# [QUOTED TEXT]
Courtesy NBC Washington

This past election was a doozy for everyone, thanks in part to some digital meddling by the Russians. Yesterday, we learned that some of their intelligence-gathering was likely happening right here in Maryland at a secluded property on the Eastern Shore.

President Obama on Thursday announced a series of sanctions against the Russian government that will in part send 35 diplomats back home to Mother Russia and shutter a couple of their compounds in the United States. One of those compounds is a 45-acre property based at Pioneer Point in Centreville, Md., where the Corsica and Chester rivers meet.

If you’re thinking, “Wow, that must have been a top-secret, hidden facility,” you’ll be surprised to learn that it can be found right on Google Maps.

A view of the compound, Courtesy Google Maps

The Russians’ presence at the property has actually been well-documented over the years. The Soviets bought the property in 1972 and transferred it to the Russian Federation upon the Soviet collapse in 1995, according to the Sun. They also kept a smaller property nearby that followed the same transfer timeline. Together, the parcels are valued at about $8.5 million.

The Russians seem to have mostly used the larger property, which houses a mansion, tennis courts and a swimming pool, as a resort. Though locals expressed concerns over the years about spying, the Russians appeased some of those concerns with dinner parties and tours of the compound that indicated larlgely leisurely recreational activities were unfolded in the strange, guarded atmosphere.

But according to yesterday’s announcement of sanctions, the property was indeed used for “intelligence collection activities,” according to the White House. The Obama administration didn’t give specifics on what kinds of meddling activities were happening there, but intelligence officials told NBC News the property was used to monitor the National Security Agency.

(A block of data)
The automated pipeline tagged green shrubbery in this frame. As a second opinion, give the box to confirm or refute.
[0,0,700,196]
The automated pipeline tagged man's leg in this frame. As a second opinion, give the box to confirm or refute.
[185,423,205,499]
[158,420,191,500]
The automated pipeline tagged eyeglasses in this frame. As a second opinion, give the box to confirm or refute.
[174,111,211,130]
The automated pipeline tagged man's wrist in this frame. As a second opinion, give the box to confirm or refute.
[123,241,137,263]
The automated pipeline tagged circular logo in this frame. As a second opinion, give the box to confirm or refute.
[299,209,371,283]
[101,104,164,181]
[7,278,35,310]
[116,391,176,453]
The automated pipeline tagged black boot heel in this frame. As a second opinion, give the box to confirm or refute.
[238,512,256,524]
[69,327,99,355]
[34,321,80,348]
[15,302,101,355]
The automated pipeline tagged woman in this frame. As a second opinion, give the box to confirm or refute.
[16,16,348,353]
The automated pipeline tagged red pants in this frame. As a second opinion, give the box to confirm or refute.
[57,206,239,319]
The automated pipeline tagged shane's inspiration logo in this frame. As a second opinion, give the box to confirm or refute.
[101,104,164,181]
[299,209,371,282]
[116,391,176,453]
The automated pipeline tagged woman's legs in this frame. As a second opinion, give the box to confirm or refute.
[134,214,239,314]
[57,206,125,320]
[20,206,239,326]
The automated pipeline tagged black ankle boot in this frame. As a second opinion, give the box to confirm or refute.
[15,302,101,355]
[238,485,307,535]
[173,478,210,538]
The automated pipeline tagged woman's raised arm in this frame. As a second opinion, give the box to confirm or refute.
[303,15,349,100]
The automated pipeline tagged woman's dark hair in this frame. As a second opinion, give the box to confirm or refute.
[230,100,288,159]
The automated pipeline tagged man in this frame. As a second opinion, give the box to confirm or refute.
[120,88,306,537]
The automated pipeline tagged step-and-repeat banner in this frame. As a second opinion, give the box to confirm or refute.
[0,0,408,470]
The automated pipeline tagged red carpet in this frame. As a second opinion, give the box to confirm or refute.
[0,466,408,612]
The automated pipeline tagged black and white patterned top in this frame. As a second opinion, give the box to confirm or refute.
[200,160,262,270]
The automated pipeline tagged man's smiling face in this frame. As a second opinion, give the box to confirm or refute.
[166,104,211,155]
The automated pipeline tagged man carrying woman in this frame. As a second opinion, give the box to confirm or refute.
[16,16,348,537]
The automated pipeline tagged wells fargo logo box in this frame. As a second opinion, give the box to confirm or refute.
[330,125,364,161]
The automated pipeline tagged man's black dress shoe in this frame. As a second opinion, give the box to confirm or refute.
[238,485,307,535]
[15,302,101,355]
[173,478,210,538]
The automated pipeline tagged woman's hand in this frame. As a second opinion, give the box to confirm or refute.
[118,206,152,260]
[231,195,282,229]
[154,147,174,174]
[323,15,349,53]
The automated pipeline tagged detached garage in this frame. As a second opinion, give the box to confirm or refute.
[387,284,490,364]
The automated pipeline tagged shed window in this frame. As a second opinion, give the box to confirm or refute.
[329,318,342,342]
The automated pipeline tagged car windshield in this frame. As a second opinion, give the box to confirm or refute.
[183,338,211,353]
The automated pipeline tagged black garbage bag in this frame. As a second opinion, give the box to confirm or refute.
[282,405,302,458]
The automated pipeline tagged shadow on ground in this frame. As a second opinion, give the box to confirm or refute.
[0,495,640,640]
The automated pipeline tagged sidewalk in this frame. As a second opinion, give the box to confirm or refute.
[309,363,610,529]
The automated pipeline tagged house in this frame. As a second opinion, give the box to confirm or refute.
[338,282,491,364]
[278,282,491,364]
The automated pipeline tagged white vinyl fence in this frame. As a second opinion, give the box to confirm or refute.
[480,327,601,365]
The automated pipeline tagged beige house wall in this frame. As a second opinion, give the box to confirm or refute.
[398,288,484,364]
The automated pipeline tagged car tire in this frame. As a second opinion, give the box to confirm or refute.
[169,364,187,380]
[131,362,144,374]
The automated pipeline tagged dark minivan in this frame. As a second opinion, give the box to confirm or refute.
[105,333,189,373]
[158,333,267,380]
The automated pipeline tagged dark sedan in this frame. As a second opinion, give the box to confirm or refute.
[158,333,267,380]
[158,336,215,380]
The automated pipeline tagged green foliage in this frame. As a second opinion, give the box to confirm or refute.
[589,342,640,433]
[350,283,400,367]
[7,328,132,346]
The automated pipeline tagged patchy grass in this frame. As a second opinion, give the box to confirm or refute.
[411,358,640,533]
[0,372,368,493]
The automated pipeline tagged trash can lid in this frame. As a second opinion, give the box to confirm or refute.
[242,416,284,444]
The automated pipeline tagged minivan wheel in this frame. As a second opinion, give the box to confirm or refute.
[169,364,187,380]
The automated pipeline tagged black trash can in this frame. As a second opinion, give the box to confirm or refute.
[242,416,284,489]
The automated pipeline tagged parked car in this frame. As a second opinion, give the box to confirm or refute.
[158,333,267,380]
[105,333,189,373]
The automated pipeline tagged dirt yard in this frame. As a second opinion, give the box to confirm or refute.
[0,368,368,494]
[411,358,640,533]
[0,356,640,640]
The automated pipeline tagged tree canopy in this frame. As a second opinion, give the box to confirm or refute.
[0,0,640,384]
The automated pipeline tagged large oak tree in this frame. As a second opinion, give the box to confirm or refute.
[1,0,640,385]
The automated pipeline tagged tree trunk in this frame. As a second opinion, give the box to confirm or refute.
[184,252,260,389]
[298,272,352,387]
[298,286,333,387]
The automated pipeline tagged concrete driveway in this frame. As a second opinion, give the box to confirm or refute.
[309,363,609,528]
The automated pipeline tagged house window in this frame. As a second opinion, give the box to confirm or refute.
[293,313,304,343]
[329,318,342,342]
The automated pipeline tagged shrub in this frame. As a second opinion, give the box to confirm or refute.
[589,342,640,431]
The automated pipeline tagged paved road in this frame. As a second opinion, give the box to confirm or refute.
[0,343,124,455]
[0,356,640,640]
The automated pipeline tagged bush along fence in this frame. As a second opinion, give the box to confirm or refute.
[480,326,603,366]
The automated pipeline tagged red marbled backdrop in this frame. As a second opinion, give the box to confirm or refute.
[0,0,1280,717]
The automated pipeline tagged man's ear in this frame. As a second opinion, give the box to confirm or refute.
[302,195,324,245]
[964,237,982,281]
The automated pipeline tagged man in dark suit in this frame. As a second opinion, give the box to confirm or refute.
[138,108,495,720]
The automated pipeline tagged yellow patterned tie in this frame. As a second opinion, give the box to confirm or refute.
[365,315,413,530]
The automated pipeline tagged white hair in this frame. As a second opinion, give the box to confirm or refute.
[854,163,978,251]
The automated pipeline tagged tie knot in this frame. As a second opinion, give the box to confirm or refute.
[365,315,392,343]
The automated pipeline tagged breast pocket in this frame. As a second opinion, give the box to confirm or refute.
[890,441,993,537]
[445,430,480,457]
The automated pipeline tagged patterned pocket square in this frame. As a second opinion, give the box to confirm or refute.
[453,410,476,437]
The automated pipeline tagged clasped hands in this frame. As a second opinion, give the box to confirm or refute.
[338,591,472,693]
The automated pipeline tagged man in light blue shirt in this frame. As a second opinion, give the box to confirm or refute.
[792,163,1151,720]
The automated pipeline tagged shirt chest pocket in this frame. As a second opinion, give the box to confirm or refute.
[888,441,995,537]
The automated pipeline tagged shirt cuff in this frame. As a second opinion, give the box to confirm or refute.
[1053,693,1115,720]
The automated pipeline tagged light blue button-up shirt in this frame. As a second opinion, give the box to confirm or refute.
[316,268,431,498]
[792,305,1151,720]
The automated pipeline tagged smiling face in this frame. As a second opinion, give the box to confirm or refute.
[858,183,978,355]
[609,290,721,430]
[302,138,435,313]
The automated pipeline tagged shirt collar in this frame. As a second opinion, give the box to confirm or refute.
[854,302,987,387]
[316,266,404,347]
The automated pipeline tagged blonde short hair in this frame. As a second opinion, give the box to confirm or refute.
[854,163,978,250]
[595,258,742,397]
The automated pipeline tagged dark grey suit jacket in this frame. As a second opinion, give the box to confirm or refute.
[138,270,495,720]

# [STATED TASK]
According to the article on the Russian compound in Maryland, in what year did the Soviets buy the property?

# [ANSWER TO THIS EXERCISE]
1972